■ **Text provided**
────────────────────────────────────────

Then there is and remains the ever highly valued CPALL bigger cap stock.  It has a current p/e of over 21.  Actually this stock held up pretty well since my own warning....Go figure.  It is and remains one Dr. Nivet's  (a long Thai value investor here) top choice he touts at every occasion.  Surely based on some seasoned value investor members view here along with mine, this stock remains overvalued, along with lots of debt….but it has very low perceived cyclicality and great investor marketing.

PPM (7.30), another company which one could have easily claimed to be fully valued 6-8 months ago, as it reported so, so  earnings since -with little news.  Yet as of today it has held its value.  Hence and I want to repeat:  its never the whole story to just take one stock, look at it later at some point in time and declare this or that, with hindsight as its just a snapshot in time.  

A few members have departed here of late based on just that false interpretation/understanding.  I might here also remind members that during all the ups and downs and my many investor mistakes, my 6 month model portfolio’s keep nicely outperforming the SET,  for many years.  And yes, we got another head start on the current running one. 

Perhaps the best thing I did her of late is just view to stay the curse vs. the panic view many had and so bailed out, often near a bottom.  Or, missed the bottom on DEMCO at 6.50 (and others) which I then called a psycho low price.  Today at least I dare to pad my back on that, as it looks like it would have been a great mistake to walk away back then.

Not least, so many investor gnomes declaration early this year that all emerging markets are out for now, when in Thailand’s case it was a great value investor buying opportunity, so many missed.  Today it looks that way, of course time will tell. 

One can go on and on with this but this point is clear:  To get too close, or too jumpy or too daring or trying to hard are the real individual investor/member risk factors.  Now is the time to sit back collect the good dividends and let the hot season pass with a likely SET resurgance in the second half of the year.

────────────────────────────────────────

■ **Data shown**
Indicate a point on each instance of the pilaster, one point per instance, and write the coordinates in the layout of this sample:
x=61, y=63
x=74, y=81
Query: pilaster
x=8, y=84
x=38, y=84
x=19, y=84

────────────────────────────────────────

■ **Problems to solve**
**1.** List every individual company stock the Thai stock commentary names, excluding the market index.
**2.** According to the Thai stock commentary, what is CPALL's current p/e?
**3.** Pick up the Thai stock commentary right after its final sentence and write the next paragraph.

■ **Solved problems**
**1.** CPALL, PPM, DEMCO

**2.** Over 21.

**3.**
So many good people get going in stocks after a long period of positive headlines and with many selections already up in price.  “Things look good, so better start investing”, yet stock markets are forward looking and this is why its often late in the game to start investing only when all is well.  Similar to that, lots of bears shun stocks when times are rough, like of late, thinking it will only get worse.  Many missed the bottom of the market in early January ‘14, just as that Mr. Chalerm here started to raise hell.

In fact I predict we already saw the SET bottom back then and great values like back then (i.e. DEMCO at 6.50) are history.  Surely some members will write me again or post on in our lounge, when DEMCO goes up past 10, asking if its still a buy and I will want to refrain reminding them that I pounded the table below 7…only to them remind me I also said buy in the mid teens; even while those where different times then.  In the meantime the regular and consistent 6 month model portfolio’s performance show the reality. 

Oh well, my point is not that I am right. No, as I am wrong all the time;  my point is that even during all the ups and downs and sideways and wrong calls here, the longer term investor has fared pretty well and well above the SET index.  As so many of you can attest.   Yes, I should have turned bearish last May as on so many other things with hindsight,  but glad I did not in late 2012 like so many,  as these missed out on great profits to be taken and traded -and enjoyed in the peaking months of early last year.

Just like many of these will have missed the bottom in early January ’14.  It’s always the combination of all decisions (here views) which matter, not a bad call taken out of context. With the key selection moving forward again very nicely.

Best Regards,
Paul A. Renaud.

PS.  The free DEMCO warrants seemed to have lost their punch since a huge price and volume soaring a couple of weeks ago, but its showed how easy it was to unload all those,  if only one was patient.  As of today they are still some 100 % higher in value,  as to when the market bottomed in early January.